TASK DESCRIPTION = Can you turn the lines of the records into a numbered list, starting at the line containing "canopy shown in this photo, matching this sample?" and ending at the line containing "point(194, 661)", with both of those lines included and blank lines left out?

Point annotation records:
—————

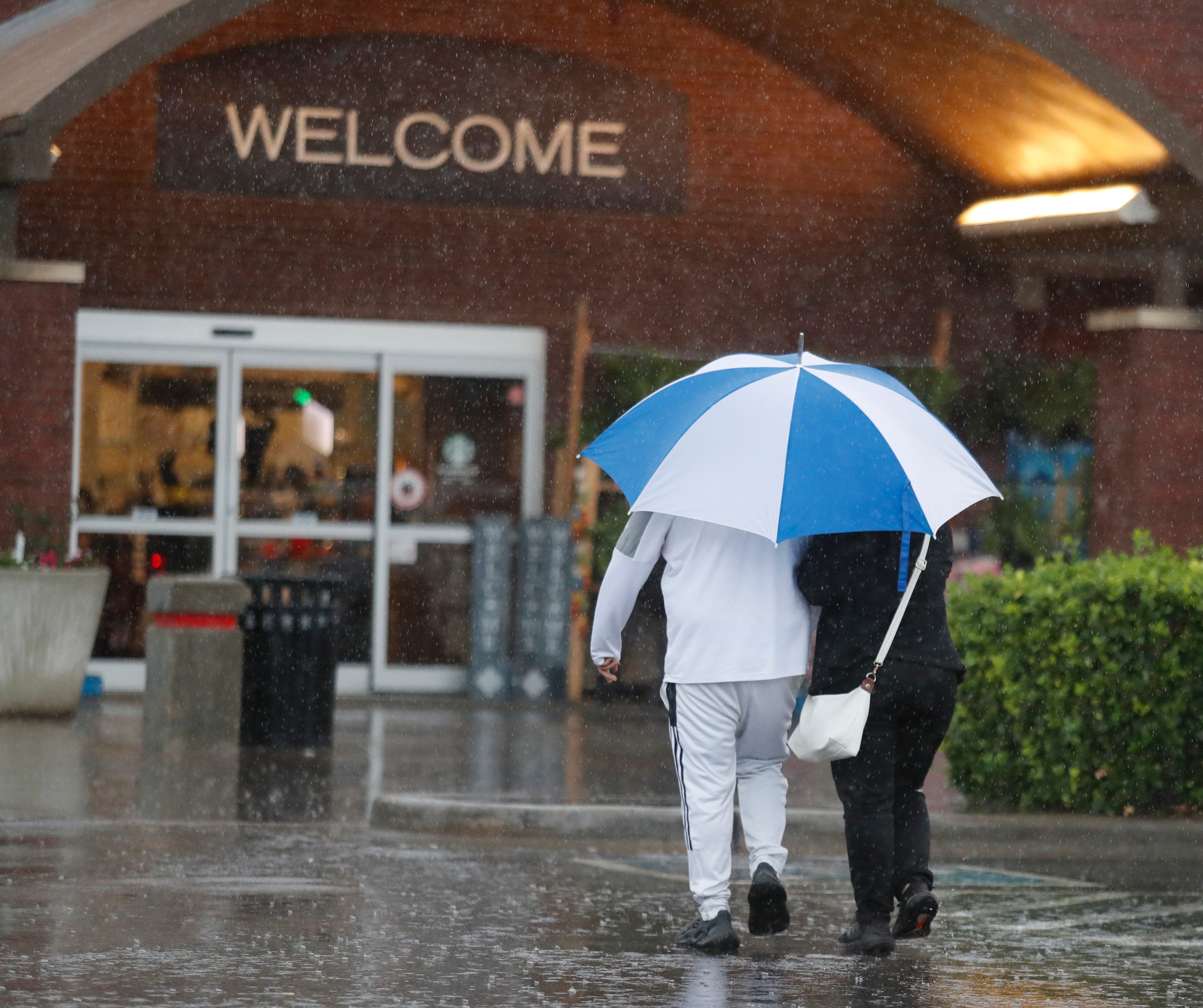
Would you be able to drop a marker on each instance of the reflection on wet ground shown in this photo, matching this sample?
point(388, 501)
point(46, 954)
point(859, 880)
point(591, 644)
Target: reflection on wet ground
point(252, 915)
point(94, 765)
point(224, 879)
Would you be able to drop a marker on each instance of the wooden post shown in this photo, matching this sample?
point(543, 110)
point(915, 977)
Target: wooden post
point(944, 340)
point(565, 489)
point(571, 502)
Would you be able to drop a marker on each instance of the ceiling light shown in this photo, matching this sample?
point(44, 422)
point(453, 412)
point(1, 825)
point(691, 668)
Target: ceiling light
point(1057, 211)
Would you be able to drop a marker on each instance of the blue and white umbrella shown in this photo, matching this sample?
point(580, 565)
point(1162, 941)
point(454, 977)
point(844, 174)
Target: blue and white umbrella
point(782, 447)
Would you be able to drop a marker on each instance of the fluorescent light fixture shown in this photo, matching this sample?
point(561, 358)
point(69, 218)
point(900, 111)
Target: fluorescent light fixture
point(1058, 211)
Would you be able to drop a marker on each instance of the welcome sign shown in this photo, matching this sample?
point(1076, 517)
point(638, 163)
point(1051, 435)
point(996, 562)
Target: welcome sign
point(425, 120)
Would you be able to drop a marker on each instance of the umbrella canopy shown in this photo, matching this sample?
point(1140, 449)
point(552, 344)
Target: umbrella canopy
point(791, 446)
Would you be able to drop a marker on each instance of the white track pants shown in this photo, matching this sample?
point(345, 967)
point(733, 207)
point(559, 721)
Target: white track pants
point(728, 733)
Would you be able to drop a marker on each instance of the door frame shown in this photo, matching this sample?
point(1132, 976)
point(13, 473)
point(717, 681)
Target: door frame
point(234, 342)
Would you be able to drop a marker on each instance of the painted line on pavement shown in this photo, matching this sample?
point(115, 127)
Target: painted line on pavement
point(1106, 918)
point(1047, 905)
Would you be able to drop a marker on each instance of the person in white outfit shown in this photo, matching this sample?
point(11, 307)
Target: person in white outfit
point(739, 634)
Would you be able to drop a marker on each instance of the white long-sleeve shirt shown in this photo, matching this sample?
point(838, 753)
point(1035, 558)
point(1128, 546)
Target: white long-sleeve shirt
point(734, 610)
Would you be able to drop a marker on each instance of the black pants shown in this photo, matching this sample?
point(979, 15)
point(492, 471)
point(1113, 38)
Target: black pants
point(885, 811)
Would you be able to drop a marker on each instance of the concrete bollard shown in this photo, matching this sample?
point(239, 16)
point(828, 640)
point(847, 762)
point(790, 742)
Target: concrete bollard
point(194, 661)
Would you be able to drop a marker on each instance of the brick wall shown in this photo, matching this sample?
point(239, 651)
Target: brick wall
point(1149, 439)
point(1159, 44)
point(842, 241)
point(36, 393)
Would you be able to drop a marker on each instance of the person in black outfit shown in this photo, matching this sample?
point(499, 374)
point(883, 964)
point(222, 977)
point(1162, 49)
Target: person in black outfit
point(854, 577)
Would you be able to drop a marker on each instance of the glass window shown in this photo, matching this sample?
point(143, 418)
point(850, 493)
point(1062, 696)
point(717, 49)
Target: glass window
point(456, 447)
point(430, 607)
point(146, 439)
point(132, 560)
point(307, 443)
point(349, 562)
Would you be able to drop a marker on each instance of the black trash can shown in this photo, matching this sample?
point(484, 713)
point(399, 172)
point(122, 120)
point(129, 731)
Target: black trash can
point(290, 650)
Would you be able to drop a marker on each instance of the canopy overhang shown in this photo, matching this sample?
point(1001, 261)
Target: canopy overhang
point(990, 96)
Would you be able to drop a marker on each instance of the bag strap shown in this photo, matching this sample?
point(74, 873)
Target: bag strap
point(921, 564)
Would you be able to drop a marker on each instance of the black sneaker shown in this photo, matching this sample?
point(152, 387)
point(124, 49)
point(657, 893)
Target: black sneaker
point(768, 912)
point(713, 936)
point(917, 907)
point(872, 937)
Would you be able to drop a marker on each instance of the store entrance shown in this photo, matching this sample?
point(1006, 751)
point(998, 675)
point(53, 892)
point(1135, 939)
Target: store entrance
point(358, 450)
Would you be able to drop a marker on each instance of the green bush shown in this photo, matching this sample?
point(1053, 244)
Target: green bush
point(1086, 685)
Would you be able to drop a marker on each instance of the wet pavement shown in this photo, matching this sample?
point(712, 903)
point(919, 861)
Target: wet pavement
point(102, 904)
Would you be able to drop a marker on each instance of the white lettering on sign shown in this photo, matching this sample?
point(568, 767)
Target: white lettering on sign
point(561, 142)
point(259, 126)
point(353, 146)
point(501, 132)
point(406, 156)
point(305, 134)
point(586, 147)
point(595, 140)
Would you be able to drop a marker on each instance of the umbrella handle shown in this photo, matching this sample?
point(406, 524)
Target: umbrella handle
point(921, 564)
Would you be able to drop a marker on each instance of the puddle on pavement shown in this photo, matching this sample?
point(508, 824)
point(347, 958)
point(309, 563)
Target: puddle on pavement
point(254, 915)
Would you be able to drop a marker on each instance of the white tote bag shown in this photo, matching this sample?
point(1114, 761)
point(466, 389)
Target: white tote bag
point(832, 725)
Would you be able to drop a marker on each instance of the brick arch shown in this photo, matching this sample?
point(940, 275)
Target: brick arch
point(976, 87)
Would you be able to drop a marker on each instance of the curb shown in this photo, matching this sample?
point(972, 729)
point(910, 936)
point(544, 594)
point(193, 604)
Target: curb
point(424, 813)
point(954, 834)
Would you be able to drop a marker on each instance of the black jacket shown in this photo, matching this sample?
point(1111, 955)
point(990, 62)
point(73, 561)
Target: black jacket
point(854, 577)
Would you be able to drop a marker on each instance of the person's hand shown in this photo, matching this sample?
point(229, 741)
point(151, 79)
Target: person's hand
point(608, 668)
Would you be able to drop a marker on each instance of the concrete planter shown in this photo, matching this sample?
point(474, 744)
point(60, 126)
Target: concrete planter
point(48, 622)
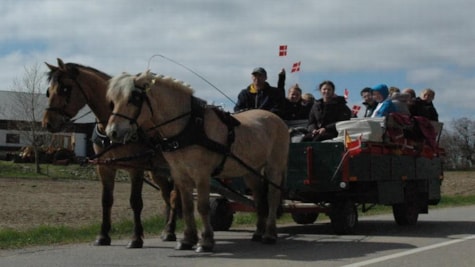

—————

RESULT OF THIS TASK =
1. Would you be able to drop a marker on each instance of the umbrella canopy shown in this photo, matching this sample?
2. point(1140, 449)
3. point(552, 344)
4. Target: umbrella canopy
5. point(791, 446)
6. Would you be able to drop a marker on each instance of the white track pants shown in this photo, matching this sample?
7. point(345, 967)
8. point(733, 207)
9. point(559, 721)
10. Target: white track pants
11. point(728, 733)
12. Would you be able to drop a marker on each instance of the door frame shown in this photo, matching this sample?
13. point(1132, 976)
14. point(13, 473)
15. point(717, 681)
16. Target: door frame
17. point(234, 342)
18. Would you be able to drop a marker on each instance of the painted line on pavement shown in this photo, matching this sample?
19. point(115, 127)
20. Target: painted line on pavement
21. point(1106, 918)
22. point(1047, 905)
23. Would you be able to drop a marker on each instance of the person in white outfit shown in this photo, matching this sample?
24. point(11, 307)
25. Target: person in white outfit
26. point(739, 634)
27. Would you be able to drop a marker on each instance of the white long-sleeve shirt shown in this photo, matching this sample?
28. point(838, 753)
29. point(1035, 558)
30. point(1128, 546)
31. Target: white long-sleeve shirt
32. point(734, 610)
33. Would you be able to drop a marker on each instance of the black pants shown in this photo, matching this sample?
34. point(979, 15)
35. point(492, 471)
36. point(1113, 38)
37. Target: black pants
38. point(885, 811)
39. Would you be able to drop a marker on each instance of the concrete bollard shown in this photo, matching this sample?
40. point(239, 16)
41. point(828, 640)
42. point(847, 762)
43. point(790, 742)
44. Target: concrete bollard
45. point(194, 661)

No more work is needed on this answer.